▶ [Exercise instructions]:
Could you return all of the entries word for word, minus any pictures?

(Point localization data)
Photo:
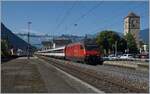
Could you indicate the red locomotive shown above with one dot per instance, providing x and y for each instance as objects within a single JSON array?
[{"x": 83, "y": 52}]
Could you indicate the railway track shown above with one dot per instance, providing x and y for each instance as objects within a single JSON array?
[{"x": 101, "y": 81}]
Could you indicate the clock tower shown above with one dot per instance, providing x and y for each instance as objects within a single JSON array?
[{"x": 132, "y": 25}]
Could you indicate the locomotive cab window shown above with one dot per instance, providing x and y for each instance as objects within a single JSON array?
[{"x": 92, "y": 47}]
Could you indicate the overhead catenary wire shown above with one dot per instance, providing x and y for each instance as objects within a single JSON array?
[
  {"x": 112, "y": 18},
  {"x": 85, "y": 14},
  {"x": 67, "y": 13}
]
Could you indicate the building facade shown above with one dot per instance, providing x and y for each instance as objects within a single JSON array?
[{"x": 132, "y": 25}]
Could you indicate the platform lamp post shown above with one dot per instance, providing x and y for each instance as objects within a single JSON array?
[{"x": 28, "y": 51}]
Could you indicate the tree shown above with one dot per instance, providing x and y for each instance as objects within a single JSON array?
[
  {"x": 106, "y": 40},
  {"x": 131, "y": 43}
]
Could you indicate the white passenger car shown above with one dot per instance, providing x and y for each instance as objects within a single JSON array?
[{"x": 126, "y": 56}]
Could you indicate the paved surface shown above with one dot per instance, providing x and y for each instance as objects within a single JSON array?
[{"x": 35, "y": 75}]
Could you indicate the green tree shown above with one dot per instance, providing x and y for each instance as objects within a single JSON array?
[
  {"x": 131, "y": 43},
  {"x": 106, "y": 40}
]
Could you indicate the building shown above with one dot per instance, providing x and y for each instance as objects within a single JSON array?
[{"x": 132, "y": 25}]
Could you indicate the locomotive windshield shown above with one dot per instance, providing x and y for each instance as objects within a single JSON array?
[{"x": 91, "y": 47}]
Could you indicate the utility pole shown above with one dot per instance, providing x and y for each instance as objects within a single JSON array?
[
  {"x": 28, "y": 51},
  {"x": 115, "y": 48}
]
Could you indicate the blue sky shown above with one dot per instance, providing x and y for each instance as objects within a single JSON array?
[{"x": 77, "y": 18}]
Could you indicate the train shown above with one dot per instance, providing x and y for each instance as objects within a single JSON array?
[{"x": 80, "y": 52}]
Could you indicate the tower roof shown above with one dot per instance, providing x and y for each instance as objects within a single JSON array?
[{"x": 131, "y": 14}]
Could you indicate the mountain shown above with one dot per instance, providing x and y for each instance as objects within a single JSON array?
[
  {"x": 13, "y": 40},
  {"x": 144, "y": 35}
]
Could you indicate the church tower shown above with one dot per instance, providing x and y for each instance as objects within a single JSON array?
[{"x": 132, "y": 25}]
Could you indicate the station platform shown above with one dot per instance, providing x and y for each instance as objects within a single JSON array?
[{"x": 37, "y": 76}]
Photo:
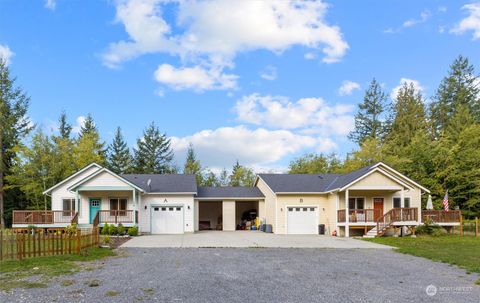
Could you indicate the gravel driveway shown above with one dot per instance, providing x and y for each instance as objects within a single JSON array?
[{"x": 260, "y": 275}]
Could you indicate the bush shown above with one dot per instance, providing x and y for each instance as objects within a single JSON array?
[
  {"x": 112, "y": 230},
  {"x": 121, "y": 229},
  {"x": 133, "y": 231},
  {"x": 105, "y": 229}
]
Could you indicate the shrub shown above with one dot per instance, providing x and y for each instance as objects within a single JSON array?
[
  {"x": 71, "y": 229},
  {"x": 105, "y": 229},
  {"x": 121, "y": 229},
  {"x": 133, "y": 231},
  {"x": 112, "y": 230}
]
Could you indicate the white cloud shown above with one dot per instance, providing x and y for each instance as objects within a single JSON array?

▶ [Response box]:
Photo:
Could you indicate the red locomotive shown above with one dot per instance, providing x and y for each instance as objects within a single JSON array?
[{"x": 83, "y": 52}]
Could you indicate the railway track shown above with one dot per instance, providing x and y for each instance as objects within a single JSON array?
[{"x": 101, "y": 81}]
Could you indicate the clock tower shown above with one dot per instance, providing x and y for each instance as objects within a single JSON array?
[{"x": 132, "y": 25}]
Could you indicate the locomotive cab window shown above with one dot per instance, providing x and y for each instance as objects within a single JSON array?
[{"x": 92, "y": 47}]
Could you indicate the overhead catenary wire shown above with one dot per instance, providing x and y for each instance as objects within a single JSON array?
[
  {"x": 112, "y": 18},
  {"x": 85, "y": 14},
  {"x": 67, "y": 13}
]
Could you indicate the building facade shown above with one dot per instance, providing x and y for each instance as objects within a single JSON array?
[{"x": 132, "y": 25}]
Could you indicate the platform lamp post shown above with one dot per instance, providing x and y for each instance as objects within a single JSON array?
[{"x": 28, "y": 51}]
Could you indicate the tree shown above with one dot per instance, providing x and y for each instance as objects within a single JSON array?
[
  {"x": 106, "y": 40},
  {"x": 131, "y": 43}
]
Could you indicate the white passenger car shown above with one dot per instance, providing x and y for each instance as objects within a single JSON array?
[{"x": 126, "y": 56}]
Could you indicate the paved surface shown above with one dot per instance, providing x and y for each instance as objects within a single JSON array?
[{"x": 35, "y": 75}]
Could you indicate the green tree shown above with one dot per instance, providing x and y for each instance as objects within a single JSON array?
[
  {"x": 131, "y": 43},
  {"x": 106, "y": 40}
]
Could you indicate the building shown above with one dot per instance, providing x and y for each instance as objects within a single JSON array?
[{"x": 132, "y": 25}]
Could you indicate the locomotive windshield shown above with one dot per instance, providing x and y for each instance as objects within a single JSON array?
[{"x": 91, "y": 47}]
Could you indicate the utility pole shown above with one dot per instance, providing x and y for each instance as objects within a single JSON array?
[
  {"x": 28, "y": 51},
  {"x": 115, "y": 48}
]
Could you indicate the blue sky shown above with one dot per instance, providing x and y for each instance as objects within a single JSON array?
[{"x": 77, "y": 18}]
Could you indicate the train shown above with one dot per instance, providing x and y for each instance as objects within a single JSON array?
[{"x": 80, "y": 52}]
Could you indicate the tower roof shown above with one dot per instance, providing x and y for each instance as objects within a single JSON array?
[{"x": 131, "y": 14}]
Could you indicate the mountain shown above with one dot per instance, providing x and y for each instance as objects within a single JSON array?
[
  {"x": 13, "y": 40},
  {"x": 144, "y": 35}
]
Could you indicate the church tower shown above with one dot per instance, providing x and y for each instance as objects within a single JSON array?
[{"x": 132, "y": 25}]
Could you indicate the station platform shown above with one dot per instance, providing x and y for each instance as objects within a single JSON array?
[{"x": 37, "y": 76}]
Photo:
Could you indicate the gravel driveway shown above with one dot per instance, providing x and y for each instance as objects within a single JSON array?
[{"x": 260, "y": 275}]
Could you indicate the bush shown above with one dot per instance, providing x and y for each instance as objects within a single JSON array?
[
  {"x": 112, "y": 230},
  {"x": 121, "y": 229},
  {"x": 133, "y": 231},
  {"x": 105, "y": 229}
]
Could you indicate the shrub shown above with one dot per instance, providing x and y for each instance as objects within a single JSON array?
[
  {"x": 71, "y": 229},
  {"x": 105, "y": 229},
  {"x": 121, "y": 229},
  {"x": 133, "y": 231},
  {"x": 112, "y": 230}
]
Could you indicate the white cloud shown above with one dot per instance, providing x and y for each instance as objects within a single JSON array?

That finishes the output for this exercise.